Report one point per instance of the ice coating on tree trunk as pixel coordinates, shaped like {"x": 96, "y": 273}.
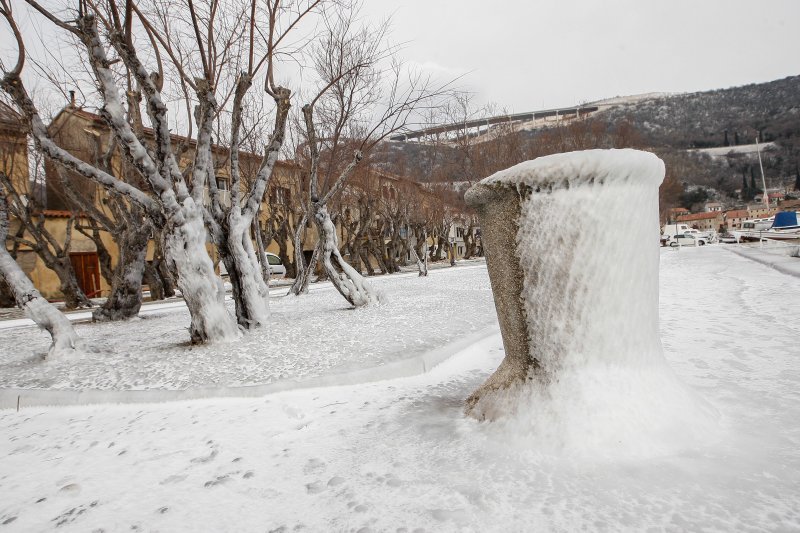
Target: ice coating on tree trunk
{"x": 587, "y": 244}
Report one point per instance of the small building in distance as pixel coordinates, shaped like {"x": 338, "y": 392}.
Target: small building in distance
{"x": 703, "y": 221}
{"x": 735, "y": 217}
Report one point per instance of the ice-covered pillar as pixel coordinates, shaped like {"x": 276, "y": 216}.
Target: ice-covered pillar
{"x": 571, "y": 243}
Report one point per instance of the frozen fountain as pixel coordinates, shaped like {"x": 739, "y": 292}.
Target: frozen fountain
{"x": 571, "y": 244}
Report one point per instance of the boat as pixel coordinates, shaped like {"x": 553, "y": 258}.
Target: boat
{"x": 783, "y": 226}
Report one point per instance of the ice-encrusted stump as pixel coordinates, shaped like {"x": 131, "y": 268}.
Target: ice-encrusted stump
{"x": 571, "y": 247}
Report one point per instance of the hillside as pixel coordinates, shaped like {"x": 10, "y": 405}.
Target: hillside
{"x": 700, "y": 120}
{"x": 704, "y": 138}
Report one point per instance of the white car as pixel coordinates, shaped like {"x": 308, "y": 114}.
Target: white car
{"x": 687, "y": 240}
{"x": 276, "y": 267}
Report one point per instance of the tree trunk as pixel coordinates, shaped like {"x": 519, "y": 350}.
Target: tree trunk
{"x": 350, "y": 284}
{"x": 421, "y": 266}
{"x": 250, "y": 292}
{"x": 185, "y": 248}
{"x": 166, "y": 278}
{"x": 260, "y": 253}
{"x": 47, "y": 317}
{"x": 153, "y": 280}
{"x": 125, "y": 299}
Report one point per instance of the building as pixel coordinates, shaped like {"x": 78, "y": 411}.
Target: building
{"x": 87, "y": 136}
{"x": 703, "y": 221}
{"x": 735, "y": 217}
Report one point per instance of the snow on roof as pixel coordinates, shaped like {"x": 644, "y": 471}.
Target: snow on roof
{"x": 737, "y": 213}
{"x": 698, "y": 216}
{"x": 584, "y": 167}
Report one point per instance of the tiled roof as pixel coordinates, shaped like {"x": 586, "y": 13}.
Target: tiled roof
{"x": 737, "y": 213}
{"x": 94, "y": 117}
{"x": 698, "y": 216}
{"x": 9, "y": 117}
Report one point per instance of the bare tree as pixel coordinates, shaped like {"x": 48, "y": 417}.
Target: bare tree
{"x": 33, "y": 232}
{"x": 168, "y": 201}
{"x": 47, "y": 317}
{"x": 203, "y": 68}
{"x": 357, "y": 110}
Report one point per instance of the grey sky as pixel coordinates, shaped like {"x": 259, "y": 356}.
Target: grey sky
{"x": 526, "y": 55}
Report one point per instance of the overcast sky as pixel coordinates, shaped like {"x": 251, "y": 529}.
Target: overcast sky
{"x": 526, "y": 55}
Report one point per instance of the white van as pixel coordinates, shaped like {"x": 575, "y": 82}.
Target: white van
{"x": 670, "y": 230}
{"x": 276, "y": 267}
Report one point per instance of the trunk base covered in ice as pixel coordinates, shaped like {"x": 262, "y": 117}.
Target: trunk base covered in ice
{"x": 571, "y": 247}
{"x": 350, "y": 283}
{"x": 203, "y": 291}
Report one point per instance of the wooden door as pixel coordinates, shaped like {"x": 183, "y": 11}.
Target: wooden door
{"x": 87, "y": 270}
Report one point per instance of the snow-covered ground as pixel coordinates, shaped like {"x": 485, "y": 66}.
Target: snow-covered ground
{"x": 308, "y": 337}
{"x": 398, "y": 455}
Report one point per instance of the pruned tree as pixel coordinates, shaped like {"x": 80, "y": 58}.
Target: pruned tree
{"x": 257, "y": 35}
{"x": 354, "y": 110}
{"x": 168, "y": 200}
{"x": 34, "y": 233}
{"x": 47, "y": 317}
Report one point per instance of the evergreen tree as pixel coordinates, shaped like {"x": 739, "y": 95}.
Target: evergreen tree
{"x": 796, "y": 177}
{"x": 745, "y": 189}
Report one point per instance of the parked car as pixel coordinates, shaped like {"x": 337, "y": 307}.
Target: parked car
{"x": 276, "y": 267}
{"x": 687, "y": 240}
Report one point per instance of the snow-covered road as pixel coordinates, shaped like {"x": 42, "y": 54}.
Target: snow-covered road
{"x": 398, "y": 455}
{"x": 309, "y": 337}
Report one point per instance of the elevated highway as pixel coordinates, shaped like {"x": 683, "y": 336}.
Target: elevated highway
{"x": 562, "y": 112}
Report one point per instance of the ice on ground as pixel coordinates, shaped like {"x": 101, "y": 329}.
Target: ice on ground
{"x": 400, "y": 456}
{"x": 308, "y": 336}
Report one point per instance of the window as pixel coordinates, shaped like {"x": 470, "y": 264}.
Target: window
{"x": 279, "y": 196}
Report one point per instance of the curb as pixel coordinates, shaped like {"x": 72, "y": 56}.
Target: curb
{"x": 772, "y": 261}
{"x": 22, "y": 398}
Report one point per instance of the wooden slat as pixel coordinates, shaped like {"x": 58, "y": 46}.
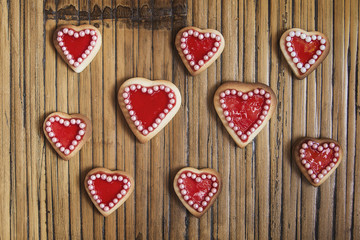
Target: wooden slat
{"x": 6, "y": 120}
{"x": 19, "y": 195}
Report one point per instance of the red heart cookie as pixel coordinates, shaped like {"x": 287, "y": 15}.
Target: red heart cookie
{"x": 197, "y": 189}
{"x": 107, "y": 189}
{"x": 244, "y": 109}
{"x": 198, "y": 48}
{"x": 77, "y": 45}
{"x": 304, "y": 51}
{"x": 67, "y": 133}
{"x": 148, "y": 105}
{"x": 317, "y": 158}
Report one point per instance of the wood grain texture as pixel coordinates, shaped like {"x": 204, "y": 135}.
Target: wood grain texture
{"x": 264, "y": 194}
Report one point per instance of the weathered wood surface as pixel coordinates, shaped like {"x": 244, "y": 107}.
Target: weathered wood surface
{"x": 264, "y": 195}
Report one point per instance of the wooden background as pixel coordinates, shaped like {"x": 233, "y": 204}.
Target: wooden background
{"x": 264, "y": 195}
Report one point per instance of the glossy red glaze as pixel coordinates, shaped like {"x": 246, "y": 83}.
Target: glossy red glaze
{"x": 197, "y": 191}
{"x": 107, "y": 191}
{"x": 199, "y": 48}
{"x": 65, "y": 135}
{"x": 77, "y": 46}
{"x": 318, "y": 160}
{"x": 147, "y": 107}
{"x": 304, "y": 50}
{"x": 244, "y": 113}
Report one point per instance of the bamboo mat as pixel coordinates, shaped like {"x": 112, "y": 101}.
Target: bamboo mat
{"x": 263, "y": 196}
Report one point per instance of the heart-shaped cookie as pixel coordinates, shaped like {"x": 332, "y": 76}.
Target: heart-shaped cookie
{"x": 244, "y": 109}
{"x": 197, "y": 189}
{"x": 198, "y": 48}
{"x": 317, "y": 159}
{"x": 67, "y": 133}
{"x": 77, "y": 45}
{"x": 148, "y": 105}
{"x": 304, "y": 51}
{"x": 107, "y": 189}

····················

Would you give the records again exactly, dropping the pictures?

Report one point per instance of the ice coating on tree trunk as pixel coordinates, shaped like {"x": 96, "y": 273}.
Target: ice coating on tree trunk
{"x": 587, "y": 244}
Report one point per instance of the small building in distance as pixel coordinates, shaped like {"x": 338, "y": 392}.
Target: small building in distance
{"x": 703, "y": 221}
{"x": 735, "y": 217}
Report one point per instance of the ice-covered pillar as pixel coordinates, shaped like {"x": 276, "y": 216}.
Target: ice-covered pillar
{"x": 571, "y": 243}
Report one point per instance of the frozen fountain as pixel coordinates, shaped like {"x": 739, "y": 292}.
Target: frozen fountain
{"x": 571, "y": 244}
Report one point per instance of the boat as pixel coordinates, shaped like {"x": 553, "y": 258}.
Target: boat
{"x": 783, "y": 226}
Report one point per instance of the ice-encrusted stump as pixel coordinates, shaped like {"x": 131, "y": 268}.
Target: ice-encrusted stump
{"x": 571, "y": 247}
Report one point per instance of the hillside as pixel coordinates, shaped like {"x": 10, "y": 405}.
Target: hillside
{"x": 700, "y": 120}
{"x": 704, "y": 138}
Report one point per instance of the white car as pixel coordinates, shaped like {"x": 308, "y": 114}.
Target: white car
{"x": 687, "y": 240}
{"x": 276, "y": 267}
Report one point per instance of the tree trunk as pixel coordinates, shaped like {"x": 519, "y": 350}.
Target: tree trunk
{"x": 350, "y": 284}
{"x": 421, "y": 266}
{"x": 250, "y": 292}
{"x": 185, "y": 248}
{"x": 166, "y": 278}
{"x": 260, "y": 253}
{"x": 47, "y": 317}
{"x": 153, "y": 280}
{"x": 125, "y": 299}
Report one point per instance of the building as pixel coordinates, shaped like {"x": 78, "y": 411}.
Target: building
{"x": 87, "y": 136}
{"x": 703, "y": 221}
{"x": 735, "y": 217}
Report one point per instance of the snow on roof as pixel coordinates, shaped like {"x": 644, "y": 471}.
Target: snow on roof
{"x": 737, "y": 213}
{"x": 698, "y": 216}
{"x": 584, "y": 167}
Report one point per instance of the tiled roof as pixel coordinates, shaped like {"x": 586, "y": 13}.
Target: tiled roof
{"x": 737, "y": 213}
{"x": 94, "y": 117}
{"x": 698, "y": 216}
{"x": 9, "y": 117}
Report one point per instance of the bare tree as pixel coordinates, shaped like {"x": 48, "y": 417}.
Target: bare tree
{"x": 33, "y": 232}
{"x": 168, "y": 201}
{"x": 47, "y": 317}
{"x": 203, "y": 68}
{"x": 357, "y": 110}
Report one point per instance of the grey sky as pixel coordinates, shaped like {"x": 259, "y": 356}.
Target: grey sky
{"x": 526, "y": 55}
Report one point per instance of the overcast sky as pixel coordinates, shaped like {"x": 251, "y": 529}.
Target: overcast sky
{"x": 526, "y": 55}
Report one point per instance of the white van as pixel coordinates, shaped like {"x": 575, "y": 82}.
Target: white van
{"x": 670, "y": 230}
{"x": 276, "y": 267}
Report one point per instance of the trunk base covered in ice as pixel coordinates, shaped like {"x": 262, "y": 117}.
Target: trunk base covered in ice
{"x": 571, "y": 247}
{"x": 350, "y": 283}
{"x": 203, "y": 291}
Report one point per instance of the wooden door as pixel coordinates, shaped like {"x": 183, "y": 11}.
Target: wooden door
{"x": 87, "y": 270}
Report one point per instance of the snow-covered ground as pixel coordinates, shaped like {"x": 485, "y": 66}.
Target: snow-covered ground
{"x": 308, "y": 337}
{"x": 398, "y": 455}
Report one point per instance of the pruned tree as pixel coordinates, shaped like {"x": 80, "y": 58}.
Target: pruned tree
{"x": 257, "y": 35}
{"x": 354, "y": 110}
{"x": 168, "y": 200}
{"x": 34, "y": 233}
{"x": 47, "y": 317}
Report one point per instance of the evergreen tree as pixel coordinates, shaped like {"x": 739, "y": 95}.
Target: evergreen tree
{"x": 796, "y": 177}
{"x": 745, "y": 189}
Report one point per instance of the parked car as pixel coordinates, shaped like {"x": 337, "y": 307}.
Target: parked car
{"x": 276, "y": 267}
{"x": 687, "y": 240}
Report one point per instance of the snow-covered road as pixel coordinates, shaped like {"x": 42, "y": 54}.
Target: snow-covered road
{"x": 398, "y": 455}
{"x": 309, "y": 337}
Report one point per instance of the elevated highway as pixel coordinates, shaped like {"x": 683, "y": 336}.
Target: elevated highway
{"x": 562, "y": 112}
Report one point per instance of the ice on ground as pixel coordinates, shaped like {"x": 101, "y": 329}.
Target: ice on ground
{"x": 400, "y": 456}
{"x": 308, "y": 336}
Report one point per instance of the window as pixel coordinates, shaped like {"x": 470, "y": 264}.
Target: window
{"x": 279, "y": 196}
Report one point per instance of the curb as pixel coordinates, shaped like {"x": 72, "y": 56}.
Target: curb
{"x": 772, "y": 261}
{"x": 22, "y": 398}
Report one point per instance of the wooden slat as pixel coordinates, shaped like {"x": 58, "y": 46}.
Target: wooden slat
{"x": 6, "y": 120}
{"x": 19, "y": 195}
Report one point per instance of the red heart cookie as pixel coordinates, shaped like {"x": 287, "y": 15}.
Target: red heart cookie
{"x": 197, "y": 189}
{"x": 107, "y": 189}
{"x": 244, "y": 109}
{"x": 198, "y": 48}
{"x": 77, "y": 45}
{"x": 304, "y": 51}
{"x": 67, "y": 133}
{"x": 148, "y": 105}
{"x": 317, "y": 158}
Report one point per instance of the wood grain texture as pixel coordinates, shaped like {"x": 204, "y": 135}.
Target: wood grain texture
{"x": 264, "y": 194}
Report one point per instance of the weathered wood surface as pixel coordinates, shaped like {"x": 244, "y": 107}.
Target: weathered wood surface
{"x": 264, "y": 195}
Report one point per instance of the wooden background as pixel coordinates, shaped like {"x": 233, "y": 204}.
Target: wooden background
{"x": 264, "y": 195}
Report one point per instance of the glossy red glaze as pixel coordinates, shaped like {"x": 246, "y": 83}.
Target: glossy red glaze
{"x": 197, "y": 191}
{"x": 107, "y": 191}
{"x": 199, "y": 48}
{"x": 65, "y": 135}
{"x": 77, "y": 46}
{"x": 318, "y": 160}
{"x": 147, "y": 107}
{"x": 304, "y": 50}
{"x": 244, "y": 113}
Report one point per instance of the bamboo mat as pixel coordinates, shaped like {"x": 112, "y": 101}.
Target: bamboo mat
{"x": 263, "y": 196}
Report one point per instance of the heart-shaped cookie as pixel coordinates, shaped like {"x": 332, "y": 76}.
Target: heart-shaped cookie
{"x": 244, "y": 109}
{"x": 197, "y": 189}
{"x": 198, "y": 48}
{"x": 317, "y": 159}
{"x": 67, "y": 133}
{"x": 77, "y": 45}
{"x": 148, "y": 105}
{"x": 304, "y": 51}
{"x": 107, "y": 189}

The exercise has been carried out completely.